Do this
Rewrite every row below, replacing each occurrence of "Annotation guideline" with "Labeling instruction" and leaving all other text unchanged.
......
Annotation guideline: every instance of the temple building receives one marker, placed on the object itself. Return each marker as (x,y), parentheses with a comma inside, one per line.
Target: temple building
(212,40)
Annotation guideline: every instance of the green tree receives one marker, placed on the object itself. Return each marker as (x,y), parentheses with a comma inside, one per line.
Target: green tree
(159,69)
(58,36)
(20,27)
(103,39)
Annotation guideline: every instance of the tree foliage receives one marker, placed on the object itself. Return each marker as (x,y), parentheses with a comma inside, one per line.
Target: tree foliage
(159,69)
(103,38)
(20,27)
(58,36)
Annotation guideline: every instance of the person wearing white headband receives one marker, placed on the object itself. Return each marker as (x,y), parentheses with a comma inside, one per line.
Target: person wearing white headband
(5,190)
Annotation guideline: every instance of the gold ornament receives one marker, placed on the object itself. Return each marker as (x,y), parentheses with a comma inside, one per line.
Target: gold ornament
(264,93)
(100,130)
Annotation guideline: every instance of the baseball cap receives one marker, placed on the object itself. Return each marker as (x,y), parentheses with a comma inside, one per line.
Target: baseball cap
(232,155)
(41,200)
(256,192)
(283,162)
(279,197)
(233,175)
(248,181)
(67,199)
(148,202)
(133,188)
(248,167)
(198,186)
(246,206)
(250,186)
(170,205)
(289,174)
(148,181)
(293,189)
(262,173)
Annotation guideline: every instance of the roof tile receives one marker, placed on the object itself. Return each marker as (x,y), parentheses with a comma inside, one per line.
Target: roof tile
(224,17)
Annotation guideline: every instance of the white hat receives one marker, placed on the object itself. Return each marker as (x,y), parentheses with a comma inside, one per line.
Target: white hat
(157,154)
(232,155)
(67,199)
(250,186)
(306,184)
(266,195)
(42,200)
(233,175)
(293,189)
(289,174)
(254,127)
......
Result for this task
Labeling instruction: every instance of the temple building receives one marker, placed on the object itself. Return each marker as (x,y), parentheses with a comma inside, one per line.
Target: temple building
(212,40)
Labeling instruction: every instance of the green tree receives one marker, placed on the object itself. Return each marker as (x,y), parentheses with a comma inside, one per line.
Target: green tree
(159,69)
(58,36)
(20,27)
(103,39)
Labeling instruction: every instance of the tree foliage receives one marker, placed on the object itself. Return each marker as (x,y), parentheses with a comma inside, one per line.
Target: tree foliage
(159,69)
(103,38)
(20,27)
(58,36)
Labeling instruction: every instance of the person wearing white headband receives one marker, placed on the object itself. Return each marker as (x,y), parentheses with a comma inside, one per line.
Target: person wearing white headband
(5,190)
Labeling instruction: every instance of the gold ornament receives one marker, placed on the object itself. Return each marker as (x,y), parentheses with a comma inside, one per line.
Target: gold ornament
(264,93)
(100,130)
Labeling instruction: every instance of the baseball cap receives one marker, placed on the object itself. Return each marker as (x,y), parentheses with a comma inside, one per line.
Target: baseball cap
(232,155)
(41,200)
(256,192)
(283,162)
(279,197)
(233,175)
(248,181)
(67,199)
(148,202)
(133,188)
(248,167)
(198,186)
(246,206)
(250,186)
(170,205)
(289,174)
(148,181)
(293,189)
(262,173)
Labeling instruction: every instance of the roof tile receives one marker, placed on the object itself. Return each marker as (x,y), parentheses with a comma inside, one per line.
Target: roof tile
(224,17)
Labeling instruction: every instance of the white hat receives one marker, placed on the object itself. Return each marker as (x,y), parentheses with a comma inside, one per line.
Target: white hat
(157,154)
(232,155)
(67,199)
(250,186)
(306,184)
(266,195)
(42,200)
(233,175)
(293,189)
(289,174)
(254,127)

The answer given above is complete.